Your objective: Convert the part of the items that opens with the line containing "[point] shoreline (one" and closes with the last line of the items into a Markdown table with the columns Row and Line, omitting any blank lines.

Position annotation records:

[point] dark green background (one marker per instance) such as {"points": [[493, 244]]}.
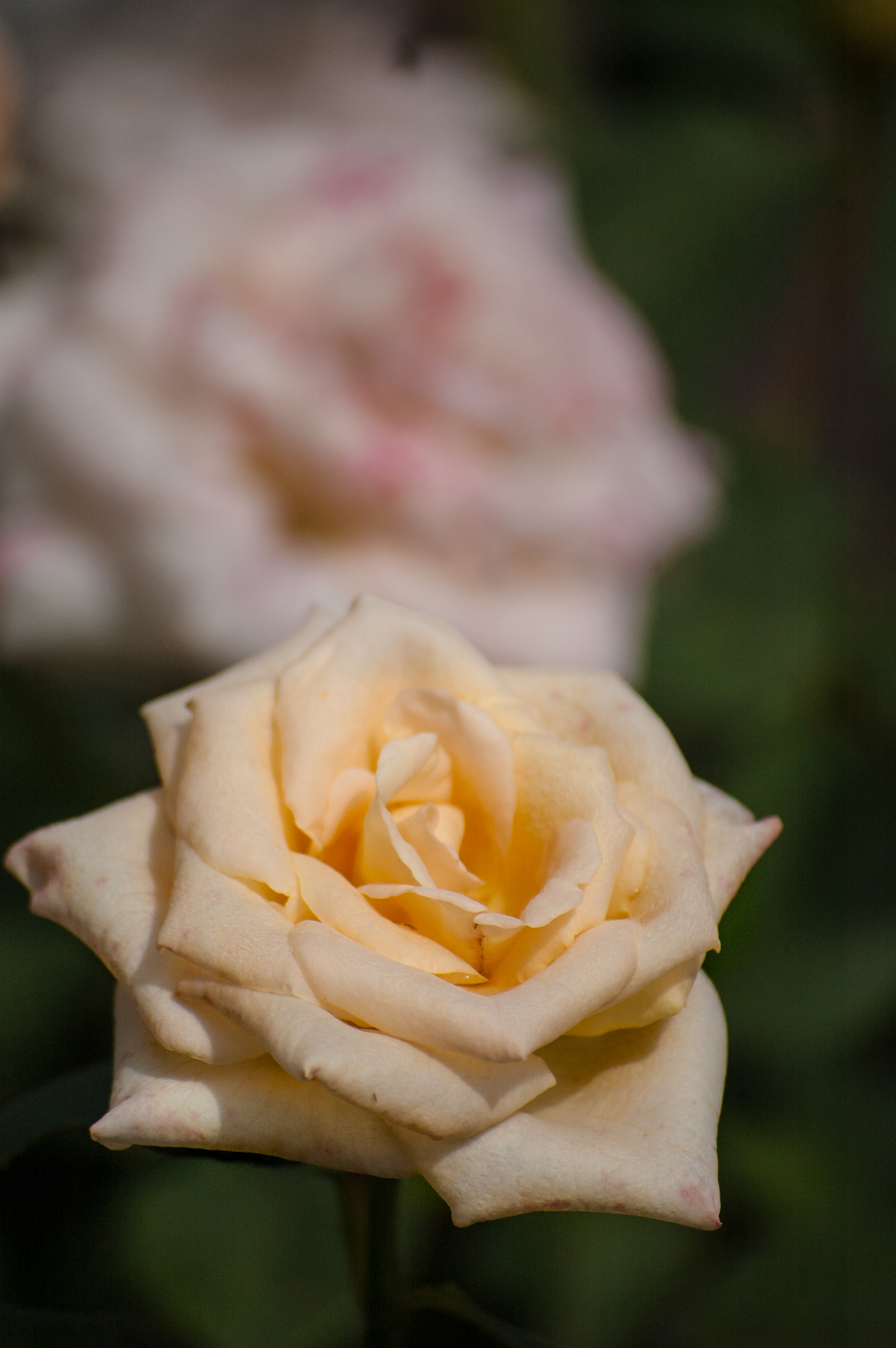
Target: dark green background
{"points": [[735, 171]]}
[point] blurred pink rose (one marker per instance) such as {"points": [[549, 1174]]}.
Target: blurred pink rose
{"points": [[314, 351]]}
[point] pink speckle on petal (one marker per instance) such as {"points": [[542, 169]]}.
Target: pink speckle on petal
{"points": [[348, 181]]}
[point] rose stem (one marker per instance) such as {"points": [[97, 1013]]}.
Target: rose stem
{"points": [[370, 1220]]}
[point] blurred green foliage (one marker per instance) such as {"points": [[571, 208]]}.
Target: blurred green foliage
{"points": [[708, 150]]}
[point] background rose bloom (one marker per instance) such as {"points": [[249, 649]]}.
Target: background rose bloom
{"points": [[344, 346], [395, 910]]}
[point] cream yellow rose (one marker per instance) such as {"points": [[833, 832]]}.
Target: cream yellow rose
{"points": [[395, 910]]}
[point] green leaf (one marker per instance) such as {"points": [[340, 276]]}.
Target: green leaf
{"points": [[74, 1100], [441, 1315], [24, 1327]]}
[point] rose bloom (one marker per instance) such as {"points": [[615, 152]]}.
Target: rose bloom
{"points": [[396, 910], [304, 354]]}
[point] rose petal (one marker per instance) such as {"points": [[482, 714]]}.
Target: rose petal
{"points": [[161, 1099], [226, 928], [336, 902], [384, 857], [444, 915], [352, 792], [107, 879], [629, 1127], [535, 948], [169, 718], [734, 843], [573, 858], [600, 708], [441, 1095], [675, 908], [332, 698], [480, 751], [227, 804], [445, 867], [506, 1028]]}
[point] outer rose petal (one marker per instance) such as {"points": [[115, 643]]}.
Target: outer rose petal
{"points": [[107, 878], [227, 804], [169, 718], [734, 843], [600, 708], [165, 1100], [442, 1095], [629, 1127], [228, 929]]}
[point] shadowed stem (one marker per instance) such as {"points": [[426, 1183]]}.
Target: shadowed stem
{"points": [[370, 1220]]}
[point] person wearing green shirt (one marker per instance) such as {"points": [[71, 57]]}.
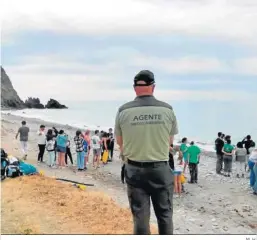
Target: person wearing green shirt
{"points": [[194, 158], [228, 150], [183, 149]]}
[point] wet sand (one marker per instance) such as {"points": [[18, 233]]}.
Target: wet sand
{"points": [[216, 205]]}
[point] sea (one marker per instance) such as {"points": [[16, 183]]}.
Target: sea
{"points": [[101, 116]]}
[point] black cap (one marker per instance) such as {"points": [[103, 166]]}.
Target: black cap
{"points": [[146, 76]]}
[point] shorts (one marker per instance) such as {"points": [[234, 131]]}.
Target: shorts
{"points": [[177, 173], [97, 152], [61, 149], [185, 157]]}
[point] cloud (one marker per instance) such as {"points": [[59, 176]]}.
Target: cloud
{"points": [[217, 18], [183, 65], [246, 66], [66, 78]]}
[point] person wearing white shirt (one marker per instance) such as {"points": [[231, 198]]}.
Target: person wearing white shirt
{"points": [[41, 143], [96, 145]]}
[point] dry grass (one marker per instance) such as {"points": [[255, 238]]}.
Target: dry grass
{"points": [[44, 205]]}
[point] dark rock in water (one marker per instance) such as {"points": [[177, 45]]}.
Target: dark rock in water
{"points": [[34, 103], [9, 97], [54, 104]]}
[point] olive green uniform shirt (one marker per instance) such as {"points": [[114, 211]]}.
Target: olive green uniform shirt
{"points": [[145, 126]]}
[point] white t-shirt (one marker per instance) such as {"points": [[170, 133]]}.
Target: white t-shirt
{"points": [[41, 138], [95, 142]]}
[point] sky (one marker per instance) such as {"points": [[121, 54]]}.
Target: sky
{"points": [[203, 54]]}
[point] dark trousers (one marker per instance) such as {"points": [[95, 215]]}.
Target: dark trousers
{"points": [[193, 169], [219, 163], [110, 149], [227, 164], [154, 182], [41, 148], [171, 161], [68, 154]]}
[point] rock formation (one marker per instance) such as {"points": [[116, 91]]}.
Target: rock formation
{"points": [[54, 104], [34, 103], [9, 97]]}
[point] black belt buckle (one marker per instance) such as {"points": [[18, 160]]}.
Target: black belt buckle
{"points": [[145, 164]]}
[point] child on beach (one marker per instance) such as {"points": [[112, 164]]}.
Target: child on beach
{"points": [[104, 143], [79, 139], [61, 147], [171, 157], [87, 138], [68, 153], [241, 154], [41, 143], [183, 149], [253, 177], [96, 149], [50, 147], [194, 159], [228, 153], [86, 153]]}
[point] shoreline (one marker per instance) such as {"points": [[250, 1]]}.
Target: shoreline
{"points": [[176, 142], [216, 205]]}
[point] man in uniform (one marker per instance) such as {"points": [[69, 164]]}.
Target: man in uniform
{"points": [[144, 129]]}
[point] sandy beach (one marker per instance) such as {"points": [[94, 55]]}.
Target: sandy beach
{"points": [[216, 205]]}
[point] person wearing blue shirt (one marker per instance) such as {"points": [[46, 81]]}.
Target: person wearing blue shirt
{"points": [[61, 140]]}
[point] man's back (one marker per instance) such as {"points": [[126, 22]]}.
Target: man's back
{"points": [[146, 125], [219, 143], [193, 152], [95, 142], [24, 133]]}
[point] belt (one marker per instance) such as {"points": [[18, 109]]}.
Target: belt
{"points": [[146, 164]]}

Result for this task:
| Row | Line |
|---|---|
| 1 | [point] shoreline (one marker per instance) such as {"points": [[250, 1]]}. |
| 2 | Target: shoreline |
| 3 | {"points": [[176, 142], [216, 205]]} |
| 4 | [point] man in uniform (one marker per instance) such as {"points": [[69, 164]]}. |
| 5 | Target: man in uniform |
| 6 | {"points": [[144, 129]]} |
| 7 | [point] sandy beach (one marker per instance) such as {"points": [[94, 55]]}. |
| 8 | Target: sandy beach |
| 9 | {"points": [[216, 205]]} |
| 10 | [point] person wearing blue shirt (one marker per instance) such as {"points": [[46, 81]]}. |
| 11 | Target: person wearing blue shirt |
| 12 | {"points": [[61, 140]]} |
| 13 | [point] man's back (one marker per instance) such as {"points": [[126, 22]]}. |
| 14 | Target: man's back |
| 15 | {"points": [[146, 125], [219, 143], [193, 152], [95, 142], [24, 133]]} |
| 16 | [point] belt (one marker per instance) such as {"points": [[18, 109]]}. |
| 17 | Target: belt |
| 18 | {"points": [[146, 164]]} |